RECORDED INFORMATION
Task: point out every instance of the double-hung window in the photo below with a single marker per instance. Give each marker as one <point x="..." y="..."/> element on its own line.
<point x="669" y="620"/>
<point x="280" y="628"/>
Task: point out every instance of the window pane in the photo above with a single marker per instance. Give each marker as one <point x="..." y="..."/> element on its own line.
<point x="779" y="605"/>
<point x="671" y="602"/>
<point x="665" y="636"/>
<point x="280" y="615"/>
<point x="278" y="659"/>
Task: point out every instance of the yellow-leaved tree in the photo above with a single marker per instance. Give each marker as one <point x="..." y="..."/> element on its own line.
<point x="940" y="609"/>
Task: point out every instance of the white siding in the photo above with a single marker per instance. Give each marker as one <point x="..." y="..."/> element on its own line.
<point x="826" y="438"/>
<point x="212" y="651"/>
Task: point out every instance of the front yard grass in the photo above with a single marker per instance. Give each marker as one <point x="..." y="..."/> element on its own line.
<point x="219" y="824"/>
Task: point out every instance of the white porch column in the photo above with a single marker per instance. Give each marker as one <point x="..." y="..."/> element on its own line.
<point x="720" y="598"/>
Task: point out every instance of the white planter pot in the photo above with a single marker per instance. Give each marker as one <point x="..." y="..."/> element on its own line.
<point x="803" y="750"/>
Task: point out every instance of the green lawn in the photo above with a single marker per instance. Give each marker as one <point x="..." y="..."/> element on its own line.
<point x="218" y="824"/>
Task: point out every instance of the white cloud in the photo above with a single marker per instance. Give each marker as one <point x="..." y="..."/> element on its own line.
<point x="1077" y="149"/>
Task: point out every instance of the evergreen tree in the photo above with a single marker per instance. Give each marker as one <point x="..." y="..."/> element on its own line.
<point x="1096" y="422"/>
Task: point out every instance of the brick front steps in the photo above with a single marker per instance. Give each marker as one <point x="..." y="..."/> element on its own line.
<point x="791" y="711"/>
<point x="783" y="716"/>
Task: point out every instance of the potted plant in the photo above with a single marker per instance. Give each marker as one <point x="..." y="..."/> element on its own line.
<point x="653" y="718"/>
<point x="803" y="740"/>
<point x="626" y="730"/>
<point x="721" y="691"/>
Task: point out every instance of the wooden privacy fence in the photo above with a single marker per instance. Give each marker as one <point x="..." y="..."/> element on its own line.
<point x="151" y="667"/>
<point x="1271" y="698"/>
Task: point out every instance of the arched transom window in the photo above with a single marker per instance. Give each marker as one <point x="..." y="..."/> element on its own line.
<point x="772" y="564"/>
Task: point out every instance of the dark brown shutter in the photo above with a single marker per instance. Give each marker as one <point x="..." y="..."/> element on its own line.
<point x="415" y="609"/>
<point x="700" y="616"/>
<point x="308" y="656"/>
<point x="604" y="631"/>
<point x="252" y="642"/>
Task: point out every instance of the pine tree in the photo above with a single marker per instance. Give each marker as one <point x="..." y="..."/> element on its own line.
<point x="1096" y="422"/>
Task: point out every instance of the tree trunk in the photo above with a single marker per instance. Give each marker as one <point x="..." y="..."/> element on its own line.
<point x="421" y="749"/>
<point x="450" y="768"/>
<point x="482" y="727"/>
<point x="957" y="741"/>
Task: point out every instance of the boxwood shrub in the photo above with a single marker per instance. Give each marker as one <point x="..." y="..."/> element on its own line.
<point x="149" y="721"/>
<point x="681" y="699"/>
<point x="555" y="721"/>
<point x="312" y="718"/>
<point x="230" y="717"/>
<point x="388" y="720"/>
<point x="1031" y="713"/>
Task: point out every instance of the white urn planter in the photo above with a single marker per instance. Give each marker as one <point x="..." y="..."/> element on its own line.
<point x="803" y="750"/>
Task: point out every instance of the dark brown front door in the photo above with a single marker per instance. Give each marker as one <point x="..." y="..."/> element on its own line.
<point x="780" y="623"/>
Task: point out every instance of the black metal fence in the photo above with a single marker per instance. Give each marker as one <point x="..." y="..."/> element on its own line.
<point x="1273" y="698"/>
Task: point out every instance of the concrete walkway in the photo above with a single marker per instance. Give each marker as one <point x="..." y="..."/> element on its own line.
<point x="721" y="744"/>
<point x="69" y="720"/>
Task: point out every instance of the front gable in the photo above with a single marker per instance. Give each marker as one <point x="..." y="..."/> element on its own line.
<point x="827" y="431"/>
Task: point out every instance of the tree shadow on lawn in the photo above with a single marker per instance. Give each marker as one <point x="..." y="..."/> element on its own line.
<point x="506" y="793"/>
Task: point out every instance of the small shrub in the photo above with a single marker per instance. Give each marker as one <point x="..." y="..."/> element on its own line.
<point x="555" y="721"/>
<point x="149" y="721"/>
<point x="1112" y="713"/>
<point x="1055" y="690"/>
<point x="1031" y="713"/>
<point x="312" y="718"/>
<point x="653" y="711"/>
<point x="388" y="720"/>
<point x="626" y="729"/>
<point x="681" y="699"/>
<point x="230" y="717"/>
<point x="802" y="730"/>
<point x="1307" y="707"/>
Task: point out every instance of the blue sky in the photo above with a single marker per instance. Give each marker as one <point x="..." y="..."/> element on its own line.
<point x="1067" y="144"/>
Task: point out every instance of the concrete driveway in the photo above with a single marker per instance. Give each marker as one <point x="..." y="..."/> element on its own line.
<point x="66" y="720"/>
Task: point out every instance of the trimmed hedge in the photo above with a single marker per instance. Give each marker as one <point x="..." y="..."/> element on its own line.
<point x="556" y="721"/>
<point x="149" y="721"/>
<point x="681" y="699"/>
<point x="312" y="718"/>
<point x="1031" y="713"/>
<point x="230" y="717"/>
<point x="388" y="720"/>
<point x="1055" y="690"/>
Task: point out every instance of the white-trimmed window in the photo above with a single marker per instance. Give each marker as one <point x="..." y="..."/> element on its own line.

INSTRUCTIONS TO FOLLOW
Starting from the line containing "Task: point out every instance of the trimmed" and ending with the final line of the data, reproduce each line exactly as it appears, including no other lines.

RESPONSE TO THE EXERCISE
Task: point out every instance of the trimmed hedge in the photo above with a single marker per instance. Give each marker as one <point x="..." y="..."/> element on its own line.
<point x="556" y="721"/>
<point x="149" y="721"/>
<point x="681" y="699"/>
<point x="312" y="718"/>
<point x="1031" y="713"/>
<point x="230" y="717"/>
<point x="388" y="720"/>
<point x="1055" y="690"/>
Task: point out every instance of the white-trimmed window in the photo above with a single marker per instance. Give each marker as one <point x="..." y="..."/> element on its own line.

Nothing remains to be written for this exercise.